Texte fourni
Après avoir envisagé d’attaquer en premier, le
raïs y avait renoncé, persuadé que ce
serait politiquement désastreux, que les Américains
interviendraient alors massivement aux côtés d’Israël, et que les
Soviétiques seraient embarrassés ; si, en revanche, il
acceptait de se laisser attaquer en premier, il se retrouverait
d’emblée dans une excellente position diplomatique, le monde entier
serait avec lui, à commencer par la France du général de
Gaulle ; et les Etats-Unis eux-mêmes auraient du mal à
s’engager pleinement aux côtés de l’agresseur. De toute manière,
pensait-il, les combats allaient se prolonger pendant des semaines,
s’étendre sur tous les fronts, les renforts afflueraient de tous
les pays arabes, tandis que les Israéliens seraient forcément
épuisés. On finirait par aboutir à un arrangement qui
constituerait, pour l’Egypte et pour lui-même personnellement, une
victoire politique majeure.
Bien entendu, cette attitude aurait un coût, et
Nasser ne l’ignorait pas. En laissant les Israéliens tirer les
premiers, il prenait un risque. Mais c’était, croyait-il, un risque
calculé. Son bras droit, le maréchal Abdel-Hakim Amer, lui avait
assuré que, même si tous les bombardiers israéliens attaquaient à
l’unisson, l’Egypte ne perdrait que 10 à 15 % de ses
appareils ; en quelques jours, les Soviétiques les auraient
remplacés.
Ce que Nasser n’avait absolument pas prévu,
c’est que le premier coup assené par les Israéliens anéantirait
l’aviation égyptienne. C’est pourtant ce qui arriva dans la matinée
du lundi 5 juin 1967. Volant à très basse altitude, les
bombardiers attaquèrent en même temps tous les aéroports
militaires, abîmant les pistes et détruisant les appareils au sol.
L’armée de terre demeurait intacte et elle aurait pu se battre
longtemps encore dans le Sinaï, donnant au président la possibilité
de se ressaisir, de faire remplacer les avions perdus, et de
préparer même une contre-offensive. Mais le maréchal Amer, en proie
à la panique et au désarroi, ordonna une retraite générale qui se
transforma en débâcle.
Ayant mis l’Egypte hors combat, l’armée
israélienne se tourna vers Jérusalem et la Cisjordanie dont elle
s’empara à l’issue d’une brève bataille de rues, puis vers le Golan
syrien, qui tomba sans grande résistance. Au bout d’une semaine,
les combats avaient cessé. Les vainqueurs appelleront ce conflit la
« guerre des Six Jours » ; pour les vaincus, ce sera
d’abord « al-naksa », « le revers » ; puis
tout simplement la « guerre de Juin ».

Enregistrements fournis
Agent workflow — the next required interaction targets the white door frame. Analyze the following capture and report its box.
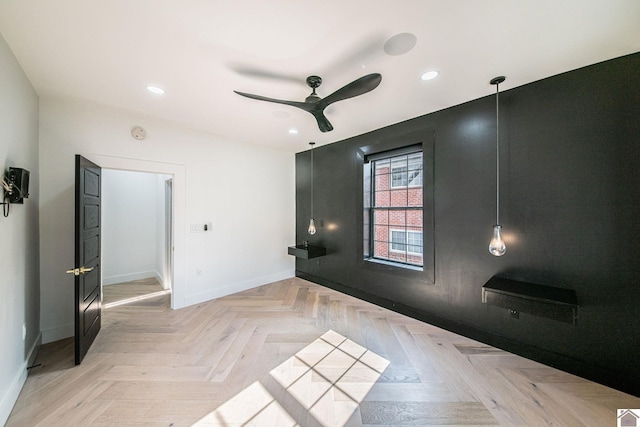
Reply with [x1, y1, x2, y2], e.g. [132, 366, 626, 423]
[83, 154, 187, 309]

--

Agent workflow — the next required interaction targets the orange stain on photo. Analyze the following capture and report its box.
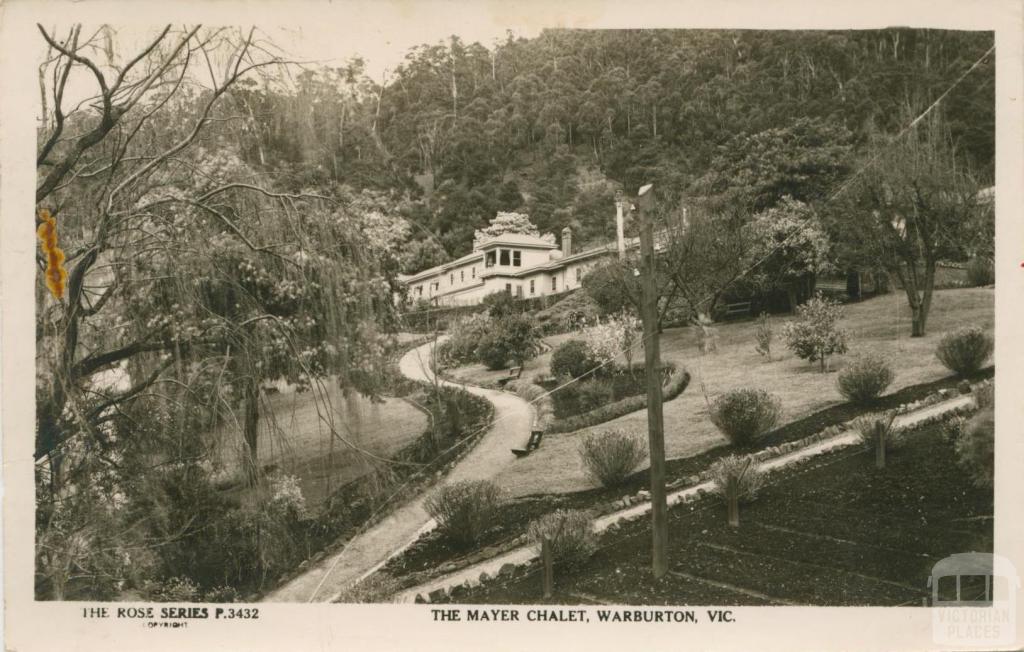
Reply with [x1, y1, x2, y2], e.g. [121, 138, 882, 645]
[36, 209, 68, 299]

--

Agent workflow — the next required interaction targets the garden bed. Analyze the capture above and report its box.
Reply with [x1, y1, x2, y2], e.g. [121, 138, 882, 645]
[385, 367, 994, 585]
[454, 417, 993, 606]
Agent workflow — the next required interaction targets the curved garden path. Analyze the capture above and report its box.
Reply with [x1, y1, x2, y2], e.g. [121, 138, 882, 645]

Exercices
A – Répondez aux questions suivantes sur l'extrait consacré à la guerre de 1967 :
(i) Selon le maréchal Amer, quelle part de ses appareils l'Égypte perdrait-elle si tous les bombardiers israéliens attaquaient ensemble ?
(ii) À quel moment eut lieu le premier coup porté par les Israéliens ?
(iii) Comment les vaincus nommeront-ils d'abord ce conflit ?
B – Reproduisez fidèlement le passage de l'extrait consacré à la guerre de 1967, depuis « Ce que Nasser » jusqu'à « transforma en débâcle. ».
Seul le texte doit servir à répondre.

Corrigé
A –
(i) Seulement 10 à 15 % de ses appareils.
(ii) Dans la matinée du lundi 5 juin 1967.
(iii) « al-naksa », c'est-à-dire « le revers ».

B –
Ce que Nasser n’avait absolument pas prévu,
c’est que le premier coup assené par les Israéliens anéantirait
l’aviation égyptienne. C’est pourtant ce qui arriva dans la matinée
du lundi 5 juin 1967. Volant à très basse altitude, les
bombardiers attaquèrent en même temps tous les aéroports
militaires, abîmant les pistes et détruisant les appareils au sol.
L’armée de terre demeurait intacte et elle aurait pu se battre
longtemps encore dans le Sinaï, donnant au président la possibilité
de se ressaisir, de faire remplacer les avions perdus, et de
préparer même une contre-offensive. Mais le maréchal Amer, en proie
à la panique et au désarroi, ordonna une retraite générale qui se
transforma en débâcle.